Document extract
--*--

The fallout from the housing crisis isn't over.
According to Moody's Analytics, there were 700,000 foreclosures last year. And some of those people probably didn't need to lose their homes. Even now, more than six years after the housing crash, lawyers for homeowners say mortgage companies are still making mistakes and foreclosing on homes when they shouldn't be.
Ocwen Financial Corp. is facing an investigation by regulators and a new lawsuit over its treatment of homeowners facing foreclosures. The class-action suit alleges that Ocwen has been charging marked-up, illegal fees and unfairly pushing homeowners into foreclosure.
Ocwen, one of the nation's largest mortgage servicers, collects mortgage payments from American homeowners.
'Helping Homeowners Is What We Do'
There's some irony in Ocwen's case because for years the company claimed to be better than the country's biggest banks at avoiding foreclosures. Ocwen even trademarked the slogan "Helping homeowners is what we do!"
As a "specialty servicer," the company's executives said it had computer systems and policies that were specially designed for working with homeowners who had fallen on hard times and were having trouble paying. Since the housing crash, Ocwen's chairman, William Erbey, has become a billionaire as the company has grown.
But now regulators are investigating Ocwen — not for helping homeowners, but for hurting them.
New York state's top financial regulator, Benjamin Lawsky, recently expanded an investigation into the company. One issue: thousands of back-dated letters that made it appear that homeowners had missed their window to get help avoiding foreclosure.
Ocwen has pledged to work with regulators and fix the back-dated letter problem. But the investigation has sent Ocwen's stock price swooning — down more than 60 percent year to date. And now there's this new lawsuit on behalf of homeowners.
The lawsuit alleges that Ocwen has been charging marked-up and illegal fees as well as engaging in deceptive business practices.
Phyllis Nugent is one of the plaintiffs, and the lawsuit says Ocwen has been unfairly pushing her into foreclosure. "They just keep sending us bills with erroneous amounts on there and then charging us all these different fees," she says.

--*--

Information supplied
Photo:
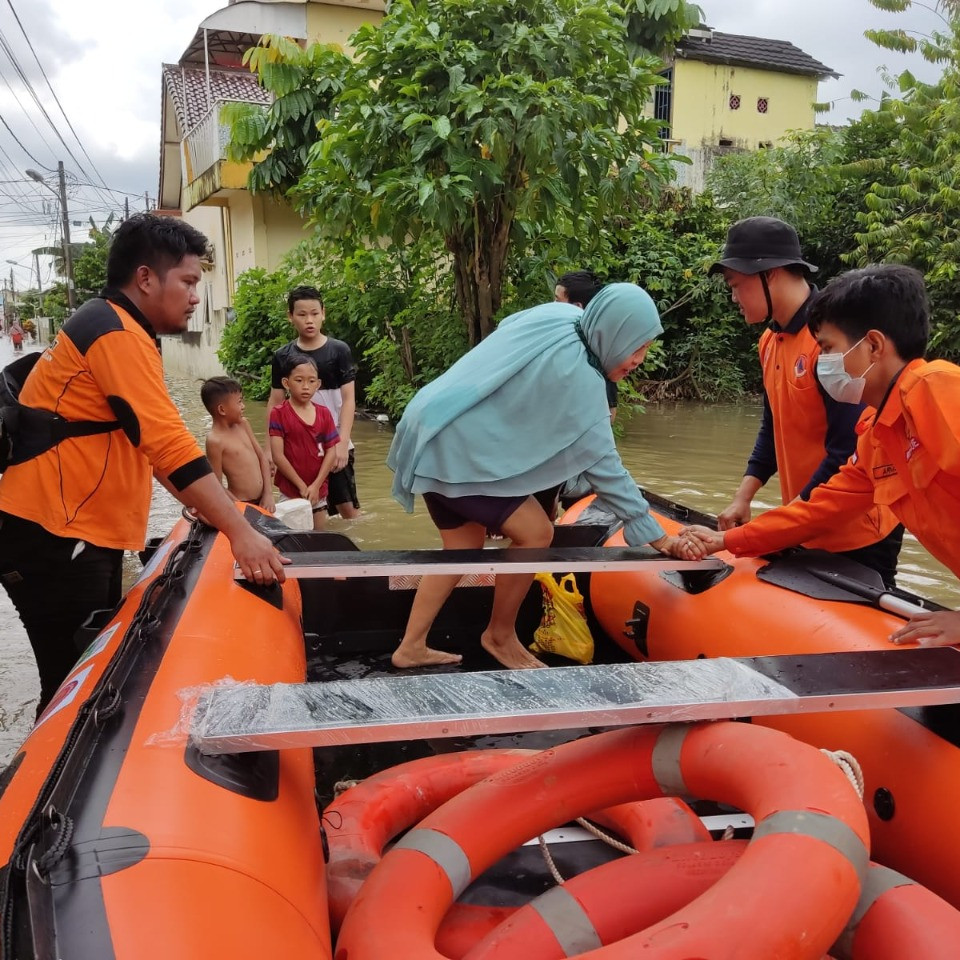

--*--

Exercise instructions
In the article about Ocwen Financial, what slogan did the company trademark?

Reply
"Helping homeowners is what we do!"